For the last three centuries, the island has been permanently inhabited by caiçara families (the population was around 200 in the mid-20th century, 40 in 1999 and in 2003, around 52 in January 2012 (a number that remained unchanged in March 2013 and in January 2014)), over 60 in August 2019 and 58 in 2020.

The locals are known as "monteiros" though they self-identify as "ilhéus". It's not known when the island began to be populated; locals mention different stories involving two couples of founding siblings; a sinking; or the arrival of three men in the 18th century. According to a story aired by TV show Fantástico in May 2020, the place had been inhabited for over 170 years according to her.

There's a rock on the island that's named "espia-barco" (lit. "spy-on-boat"); nearby Buzio and Vitória islands (which belong to the nearby city of Ilhabela) were once used as vintage points for watching over the surrounding waters in order to spot anti-slave trade enforcement boats. Therefore, the island may also have been used as a vantage point in the past.

In early 2012, the locals permission to occupy and explore the island, which still belongs to the government, but will no longer be subjected to real state projects. The permission is part of a program by the federal government which aims to benefit small villages with native people throughout the country. The permissions are called TAUS - Termo de Autorização de Uso Sustentável (Term of Authorization of Sustainable Use). Normally, they are given to river villages in Northern Brazil; this was the first time an island population received such benefit. With the TAUS, the locals can request improvements such as sewer, drinking water and housing programs. One of the rules imposed by the TAUS prohibits anyone to live there unless they were born there or they are married to one of the locals.

Excerpted records:
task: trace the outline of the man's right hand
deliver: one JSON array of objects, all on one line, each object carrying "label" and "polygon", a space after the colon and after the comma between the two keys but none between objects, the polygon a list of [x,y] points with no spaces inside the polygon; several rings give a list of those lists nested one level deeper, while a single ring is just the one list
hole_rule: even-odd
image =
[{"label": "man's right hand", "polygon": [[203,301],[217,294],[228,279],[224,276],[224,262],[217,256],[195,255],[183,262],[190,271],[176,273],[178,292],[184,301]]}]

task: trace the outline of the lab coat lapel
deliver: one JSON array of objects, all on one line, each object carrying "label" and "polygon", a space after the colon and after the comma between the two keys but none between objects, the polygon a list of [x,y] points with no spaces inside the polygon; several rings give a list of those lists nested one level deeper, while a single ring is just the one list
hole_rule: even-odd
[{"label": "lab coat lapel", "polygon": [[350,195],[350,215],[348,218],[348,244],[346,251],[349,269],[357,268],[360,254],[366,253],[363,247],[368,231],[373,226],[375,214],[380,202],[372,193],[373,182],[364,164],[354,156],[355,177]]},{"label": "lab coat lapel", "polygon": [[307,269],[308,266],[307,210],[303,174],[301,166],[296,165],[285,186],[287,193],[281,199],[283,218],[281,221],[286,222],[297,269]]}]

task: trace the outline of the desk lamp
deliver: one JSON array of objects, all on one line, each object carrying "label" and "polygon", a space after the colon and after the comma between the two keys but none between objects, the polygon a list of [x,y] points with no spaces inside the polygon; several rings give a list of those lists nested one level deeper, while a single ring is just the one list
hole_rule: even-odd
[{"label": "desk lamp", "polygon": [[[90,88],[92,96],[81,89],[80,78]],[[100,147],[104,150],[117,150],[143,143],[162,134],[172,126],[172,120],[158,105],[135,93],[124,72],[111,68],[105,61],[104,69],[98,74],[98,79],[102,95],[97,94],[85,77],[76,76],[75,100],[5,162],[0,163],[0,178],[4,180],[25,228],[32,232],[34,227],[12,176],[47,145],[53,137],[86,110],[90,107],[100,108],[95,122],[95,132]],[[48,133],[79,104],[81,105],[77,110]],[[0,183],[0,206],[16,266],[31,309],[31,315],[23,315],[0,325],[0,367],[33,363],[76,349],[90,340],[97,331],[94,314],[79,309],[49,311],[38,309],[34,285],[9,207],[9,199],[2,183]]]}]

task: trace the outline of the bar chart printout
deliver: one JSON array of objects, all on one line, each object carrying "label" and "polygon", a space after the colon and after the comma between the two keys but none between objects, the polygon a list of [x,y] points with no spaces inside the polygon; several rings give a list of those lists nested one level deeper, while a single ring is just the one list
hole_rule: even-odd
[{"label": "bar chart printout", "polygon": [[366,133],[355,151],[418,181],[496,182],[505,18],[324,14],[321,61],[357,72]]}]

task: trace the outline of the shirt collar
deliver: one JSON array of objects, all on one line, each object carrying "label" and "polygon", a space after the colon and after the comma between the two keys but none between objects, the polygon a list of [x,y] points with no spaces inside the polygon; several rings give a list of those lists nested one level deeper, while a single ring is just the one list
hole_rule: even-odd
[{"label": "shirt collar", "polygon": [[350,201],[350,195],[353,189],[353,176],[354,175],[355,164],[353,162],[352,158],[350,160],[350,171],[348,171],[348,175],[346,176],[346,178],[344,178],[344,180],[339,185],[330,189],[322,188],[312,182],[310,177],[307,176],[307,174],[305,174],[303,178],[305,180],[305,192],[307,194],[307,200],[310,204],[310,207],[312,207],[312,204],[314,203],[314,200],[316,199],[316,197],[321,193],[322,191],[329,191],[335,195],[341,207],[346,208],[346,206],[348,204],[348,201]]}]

Assignment 1: Can you repeat, word for word, everything in the island text from "The locals are" down to "in the past."?
Assignment 2: Could you carry on the text about the island's inhabitants from its last sentence?

Written reply 1:
The locals are known as "monteiros" though they self-identify as "ilhéus". It's not known when the island began to be populated; locals mention different stories involving two couples of founding siblings; a sinking; or the arrival of three men in the 18th century. According to a story aired by TV show Fantástico in May 2020, the place had been inhabited for over 170 years according to her.

There's a rock on the island that's named "espia-barco" (lit. "spy-on-boat"); nearby Buzio and Vitória islands (which belong to the nearby city of Ilhabela) were once used as vintage points for watching over the surrounding waters in order to spot anti-slave trade enforcement boats. Therefore, the island may also have been used as a vantage point in the past.

Written reply 2:
The local population lives with little infrastructure: until the mid-2010s, there was no electricity, so they relied on batteries. In 2020, however, many already used solar power. There's no sewer system and many houses have no toilets, so the locals urinate and defecate in external dry toilets or simply in the woods. In August 2019, São Sebastião's city hall announced it had installed equipment to make the water proper for human consumption in partnership with the state's government and private company Água Boa.

In 2020, many houses were made of recyclable materials; previously, they were made of wood, which made them vulnerable to termites.

In 2012, no doctor had visited the island for two years. In 2000, based on explorations made in the previous years, it was reported that in order to have access to fresh water, locals would collect water from the few sources of the island and keep it in water tanks so it could be later shared out with other families.

There's only one school, opened by the State Government in 1986 and which teaches up to the fourth grade (fifth since 2010), which has a bedroom for the teacher to spend the nights and only go back to mainland Brazil on the weekends.

Since most marriages occur among the same family, most inhabitants share the Oliveira surname.

The population is predominantly male, since many women get married and leave for mainland Brazil, while the ones who stay end up marrying their own cousins. It is also common for men to bring wives from the mainland, but some end up overwhelmed by the isolation and return. The local population speaks with a characteristic accent that could have been the result of centuries of isolation, according to USP linguist Luciana Storto.

When obtaining supplies is not possible, locals resort to typical dishes such as "navy blue" (made with green banana and mashed fish), the mashed "cará-de-espinho" or dry fish.

Until the 1980s, Catholic parties were common, but the arrival of Protestants spelled the end of such festivities.

=== Tourism ===
Montão de Trigo Island is appropriate for both free and scuba diving. The best season for the activity is the summer, when the waters' temperature rises and visibility improves. Windsurf is another popular activity there.